*** Page excerpt Section Begins ***
End-of-Life Choice, Death with Dignity, Palliative Care and Counseling

Doctor, teacher saw medical profession as a callingby Jay


By Gary T. Kubota

A physician who long taught at the University of Hawaii’s John A. Burns School of Medicine and led a
health insurance firm in Hawaii for more than 15 years has died.

Dr. Max G. Botticelli died early Thursday morning after having sudden chest pains at his condominium on
Punahou Street. He was 80.

His daughter Ann Botticelli said her father seemed fine at a family dinner at a restaurant the night before.

“We are stunned and devastated because his death was unexpected,” she said.

Botticelli was a professor in the medical school’s Department of Medicine from 1986 to 1995, including
three years as chairman.

He became the chief executive officer of the health insurer University Health Alliance in 1996 and led it to
become among the major health insurance plans in the state, with 45,000 members. He retired in May as
CEO and in September as chairman.
*** Page excerpt Section Ends ***
◆ What you need to do ◆
Reproduce the passage of the obituary that runs from "By Gary T. Kubota" up to and including "Street. He was 80.".
*** Information supplied Section Begins ***
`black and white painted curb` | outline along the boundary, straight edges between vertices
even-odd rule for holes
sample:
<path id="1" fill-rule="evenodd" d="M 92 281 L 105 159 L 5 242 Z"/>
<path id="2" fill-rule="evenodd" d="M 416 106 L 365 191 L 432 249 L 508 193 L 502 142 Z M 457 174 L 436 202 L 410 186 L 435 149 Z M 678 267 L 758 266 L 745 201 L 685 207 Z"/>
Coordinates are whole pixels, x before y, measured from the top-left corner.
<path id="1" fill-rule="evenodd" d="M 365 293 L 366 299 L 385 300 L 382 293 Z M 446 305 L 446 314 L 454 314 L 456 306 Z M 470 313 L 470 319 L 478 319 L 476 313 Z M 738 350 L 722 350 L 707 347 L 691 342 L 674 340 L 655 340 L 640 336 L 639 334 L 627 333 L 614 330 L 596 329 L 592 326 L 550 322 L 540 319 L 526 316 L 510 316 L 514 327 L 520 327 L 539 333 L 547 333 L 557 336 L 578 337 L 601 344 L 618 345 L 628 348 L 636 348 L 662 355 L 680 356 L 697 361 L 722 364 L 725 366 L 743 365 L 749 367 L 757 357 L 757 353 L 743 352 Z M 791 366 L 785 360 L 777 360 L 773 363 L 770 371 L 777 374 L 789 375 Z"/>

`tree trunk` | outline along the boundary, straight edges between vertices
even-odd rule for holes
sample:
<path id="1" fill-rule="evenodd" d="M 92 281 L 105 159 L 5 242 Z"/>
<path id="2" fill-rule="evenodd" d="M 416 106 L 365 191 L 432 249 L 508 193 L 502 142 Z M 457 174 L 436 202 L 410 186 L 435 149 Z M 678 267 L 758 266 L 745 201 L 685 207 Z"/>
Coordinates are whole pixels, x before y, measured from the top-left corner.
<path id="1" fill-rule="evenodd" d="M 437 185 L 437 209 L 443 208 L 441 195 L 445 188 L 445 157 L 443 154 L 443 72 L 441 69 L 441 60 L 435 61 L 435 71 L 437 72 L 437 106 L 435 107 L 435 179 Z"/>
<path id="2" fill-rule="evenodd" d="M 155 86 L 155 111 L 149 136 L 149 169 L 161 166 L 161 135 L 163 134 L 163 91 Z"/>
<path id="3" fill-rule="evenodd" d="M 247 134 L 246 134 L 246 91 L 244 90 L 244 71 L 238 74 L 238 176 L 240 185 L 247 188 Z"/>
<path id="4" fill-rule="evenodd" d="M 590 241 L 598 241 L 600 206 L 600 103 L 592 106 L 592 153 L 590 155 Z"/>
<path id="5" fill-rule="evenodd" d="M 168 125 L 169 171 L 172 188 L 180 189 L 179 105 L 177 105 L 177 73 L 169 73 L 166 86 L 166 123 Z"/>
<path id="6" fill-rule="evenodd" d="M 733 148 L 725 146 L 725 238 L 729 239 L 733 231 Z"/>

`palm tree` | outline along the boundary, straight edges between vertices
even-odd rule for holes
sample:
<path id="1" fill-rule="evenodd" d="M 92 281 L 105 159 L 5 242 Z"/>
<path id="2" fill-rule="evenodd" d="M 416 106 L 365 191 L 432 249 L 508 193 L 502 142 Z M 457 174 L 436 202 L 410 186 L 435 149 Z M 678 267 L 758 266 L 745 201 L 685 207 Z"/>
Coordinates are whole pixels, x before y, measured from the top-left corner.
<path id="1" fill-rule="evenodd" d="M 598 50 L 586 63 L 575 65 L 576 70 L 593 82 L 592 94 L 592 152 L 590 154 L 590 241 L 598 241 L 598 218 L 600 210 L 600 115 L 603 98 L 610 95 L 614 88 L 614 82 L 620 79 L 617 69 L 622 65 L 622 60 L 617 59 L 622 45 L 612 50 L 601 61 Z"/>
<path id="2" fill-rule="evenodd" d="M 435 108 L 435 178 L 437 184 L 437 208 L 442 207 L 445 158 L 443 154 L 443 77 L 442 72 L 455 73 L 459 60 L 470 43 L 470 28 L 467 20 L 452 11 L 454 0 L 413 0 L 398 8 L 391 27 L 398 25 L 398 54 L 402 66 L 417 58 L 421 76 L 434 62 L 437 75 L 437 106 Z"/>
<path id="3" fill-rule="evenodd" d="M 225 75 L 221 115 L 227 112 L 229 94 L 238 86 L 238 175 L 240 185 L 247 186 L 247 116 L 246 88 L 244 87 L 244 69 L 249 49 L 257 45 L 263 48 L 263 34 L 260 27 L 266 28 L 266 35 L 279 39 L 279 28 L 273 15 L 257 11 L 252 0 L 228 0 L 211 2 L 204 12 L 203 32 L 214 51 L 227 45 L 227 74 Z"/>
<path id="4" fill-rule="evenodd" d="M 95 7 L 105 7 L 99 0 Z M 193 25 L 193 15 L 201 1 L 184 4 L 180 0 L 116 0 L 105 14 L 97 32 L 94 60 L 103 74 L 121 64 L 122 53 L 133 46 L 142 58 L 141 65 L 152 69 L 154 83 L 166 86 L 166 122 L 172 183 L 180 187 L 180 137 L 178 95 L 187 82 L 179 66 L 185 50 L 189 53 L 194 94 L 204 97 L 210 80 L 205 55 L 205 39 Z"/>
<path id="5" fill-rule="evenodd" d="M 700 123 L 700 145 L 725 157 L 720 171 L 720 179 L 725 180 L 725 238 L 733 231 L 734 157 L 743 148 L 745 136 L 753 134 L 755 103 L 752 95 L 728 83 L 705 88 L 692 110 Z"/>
*** Information supplied Section Ends ***
◆ The answer ◆
By Gary T. Kubota

A physician who long taught at the University of Hawaii’s John A. Burns School of Medicine and led a
health insurance firm in Hawaii for more than 15 years has died.

Dr. Max G. Botticelli died early Thursday morning after having sudden chest pains at his condominium on
Punahou Street. He was 80.